• **Required action**: Give the records again in full, exactly as they appear, but without the pictures.

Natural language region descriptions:

################

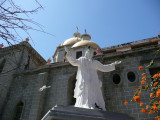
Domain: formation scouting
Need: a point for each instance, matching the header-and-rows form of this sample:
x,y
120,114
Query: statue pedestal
x,y
73,113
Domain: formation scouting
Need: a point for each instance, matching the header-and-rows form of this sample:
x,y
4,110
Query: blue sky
x,y
109,22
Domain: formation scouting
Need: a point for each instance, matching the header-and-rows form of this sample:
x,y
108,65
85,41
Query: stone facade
x,y
23,84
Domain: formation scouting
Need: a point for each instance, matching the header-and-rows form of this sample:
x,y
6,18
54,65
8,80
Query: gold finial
x,y
85,31
77,28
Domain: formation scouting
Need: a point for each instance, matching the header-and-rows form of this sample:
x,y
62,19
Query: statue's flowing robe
x,y
87,89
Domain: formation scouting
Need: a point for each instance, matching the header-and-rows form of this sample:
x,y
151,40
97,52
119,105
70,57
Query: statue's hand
x,y
67,50
117,62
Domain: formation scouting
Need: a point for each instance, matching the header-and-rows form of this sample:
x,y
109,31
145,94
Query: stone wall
x,y
116,94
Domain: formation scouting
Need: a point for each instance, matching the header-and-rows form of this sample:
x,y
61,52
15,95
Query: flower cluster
x,y
151,84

################

• **Solution for this problem**:
Domain: formation scouting
Need: a point for each instance, matching the header-and-rows form of this sample:
x,y
120,114
Query: statue pedestal
x,y
73,113
Domain: formation scouting
Need: a point for each instance, matching the header-and-rows form of this sample:
x,y
4,110
Query: blue sky
x,y
109,22
Domain: formation scouting
Need: a point for each instance, matching the header-and-rows form of this sample:
x,y
108,65
85,41
Query: stone facade
x,y
23,84
Domain: formation scouting
Need: a point for each instance, matching the header-and-rows form of this sample:
x,y
6,18
54,65
8,80
Query: gold finial
x,y
85,31
77,28
Domain: formation scouting
Need: a point for each instance, matching the header-and-rows form of this sample:
x,y
62,19
Query: statue's flowing robe
x,y
87,89
Domain: formation scouting
Need: a point for each instance, matching the header-and-rows form of this sample:
x,y
151,40
97,52
119,105
70,57
Query: statue's hand
x,y
67,50
117,62
Domain: formation scouting
Need: a point for each instance, matching the header-and-rows form of this sample:
x,y
109,31
145,94
Query: stone wall
x,y
116,94
Domain: formation scouting
Need: a point for each instance, matching the header-and-rows form of this sample:
x,y
61,52
15,95
Query: flower cluster
x,y
151,84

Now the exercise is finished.